- **Extrait du texte**:
========================================

Ynna Holding sort l’artillerie lourde
C’est l’un des mastodontes de l’économie marocaine. Le groupe Chaâbi, bien ancré dans presque tous les secteurs vitaux de l’économie nationale depuis sa création en 1948, est à une période charnière de son développement.
En effet, cela fait maintenant un peu plus d’un an que son légendaire fondateur, feu Miloud Chaâbi n’est plus. Pierre angulaire de toute l’organisation du groupe Ynna Holding, sa disparition, le 16 avril 2016, a non seulement été un choc mais plutôt un séisme au sein du groupe, comme nous l’a récemment confié un haut cadre de Ynna Holding. Miloud Chaâbi, le self made man, est parti de rien et a réussi à bâtir un empire financier pesant de tout son poids. Ynna Holding aujourd’hui compte plus de 20.000 employés, faisant du groupe fondé par le « berger d’Essaouira », l’un des plus gros employeurs du Maroc. Normal que tous les yeux soient rivés sur L’Haj. Mais, jusqu’où pouvait-il aller dans son aventure ? Il faut dire qu’au fil des années, le groupe a opéré une véritable diversification qui lui a permis d’être aujourd’hui un acteur majeur dans plusieurs secteurs comme l’immobilier, les BTP, l’hôtellerie, la grande distribution, la chimie/pétrochimie, la céramique, l’industrie et bien d’autres. Au total, Ynna Holding est présent dans au moins 16 secteurs. Un opérateur de taille qui concentre donc beaucoup d’attention de la part des observateurs de la sphère économique nationale.

========================================

(Quelques enregistrements)
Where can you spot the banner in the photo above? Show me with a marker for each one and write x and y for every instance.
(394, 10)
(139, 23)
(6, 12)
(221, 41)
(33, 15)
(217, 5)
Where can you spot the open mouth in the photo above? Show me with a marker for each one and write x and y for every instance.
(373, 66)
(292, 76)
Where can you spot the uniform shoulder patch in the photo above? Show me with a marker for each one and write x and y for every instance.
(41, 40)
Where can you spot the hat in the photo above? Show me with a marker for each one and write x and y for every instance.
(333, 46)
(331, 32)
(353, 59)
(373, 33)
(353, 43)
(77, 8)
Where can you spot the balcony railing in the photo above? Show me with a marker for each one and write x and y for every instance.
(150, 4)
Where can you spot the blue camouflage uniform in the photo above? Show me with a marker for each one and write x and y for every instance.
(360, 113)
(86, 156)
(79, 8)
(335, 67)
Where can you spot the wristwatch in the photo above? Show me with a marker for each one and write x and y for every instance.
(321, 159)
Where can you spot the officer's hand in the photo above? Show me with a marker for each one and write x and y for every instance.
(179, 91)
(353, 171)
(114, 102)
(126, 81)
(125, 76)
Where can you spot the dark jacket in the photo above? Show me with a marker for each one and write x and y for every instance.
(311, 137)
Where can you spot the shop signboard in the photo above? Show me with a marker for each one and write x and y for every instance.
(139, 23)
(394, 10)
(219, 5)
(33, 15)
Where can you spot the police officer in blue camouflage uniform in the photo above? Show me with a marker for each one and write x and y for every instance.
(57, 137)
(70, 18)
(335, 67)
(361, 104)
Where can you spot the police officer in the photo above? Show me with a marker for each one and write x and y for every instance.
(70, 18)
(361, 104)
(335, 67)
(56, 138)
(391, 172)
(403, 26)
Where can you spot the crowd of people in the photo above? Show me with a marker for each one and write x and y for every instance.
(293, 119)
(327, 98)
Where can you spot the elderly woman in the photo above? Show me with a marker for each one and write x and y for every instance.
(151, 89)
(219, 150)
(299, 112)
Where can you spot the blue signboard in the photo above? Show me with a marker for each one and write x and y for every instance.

========================================

- **Consigne**:
Poursuivez l'article consacré à Ynna Holding en reprenant juste après sa dernière phrase.

- **Résultat attendu**:
Tanger, Settat, Marrakech, Agadir, Rabat, Casablanca et dans les régions du sud, le groupe étend ses tentacules et s’attaque à de nombreux secteurs dont le ciment avec son usine Ynna Asment (production de ciment et de clinker), dans les énergies renouvelables avec Ynna Bio Power (production d’énergie renouvelable de 70 MW) ou encore dans la fabrication de bobines d’acier plat galvanisées et pré-laquées avec Ynna Steel. En 2006, Ynna Holding, investit 5 milliards de DH dans huit projets (des complexes immobiliers et résidentiels, une unité de fabrication de sucre, une marina, des hôtels, un palace, un appart hôtel, des villas-riads, un hypermarché), confirmant sa vocation d’investisseur national de premier plan. Sur la même lancée, feu Miloud Chaâbi opère la première introduction en Bourse de l’une des entités de son groupe en 2007 avec la SNEP. Mais, les ambitions du puissant homme d’affaires, dont la fortune est estimée à 1,5 milliard de dollars dans le classement Forbes en 2015, vont bien au-delà des frontières marocaines. Ainsi, le groupe se lance à l’international dès les années 70. Libye, Sénégal, Tunisie, Mali, Côte d’Ivoire, Mauritanie, ou encore Egypte, il va sans dire que feu Miloud Chaâbi a misé gros sur le continent africain. Surtout dans l’immobilier. En Egypte, le groupe s’est lancé, en 2007, dans un gigantesque projet immobilier de construction d’une nouvelle ville dans la vallée du Nil. Il y fabrique également des batteries électriques. Le groupe investit 50 millions de DH en Côte d’Ivoire, en 1997, dans une usine de fabrication de tubes en PVC. Au Sénégal, au Gabon et au Mali, le groupe est surtout présent dans les BTP et le tourisme. Soulignons que Ynna Holding est l’un des tous premiers groupes marocains à s’engager sur le continent africain.
À la croisée des chemins
Toutefois, il y a lieu de préciser que tout n’a pas été rose pour le groupe Chaâbi en Afrique, puisque certains de ses business ont tourné court, comme en Guinée Equatoriale. Aujourd’hui, plusieurs sources affirment d’ailleurs qu’en dehors des opérations d’exportation réalisées par certaines de ses filiales via des partenariats commerciaux en Afrique de l’Ouest notamment, Ynna Holding n’a plus de business en Afrique subsaharienne.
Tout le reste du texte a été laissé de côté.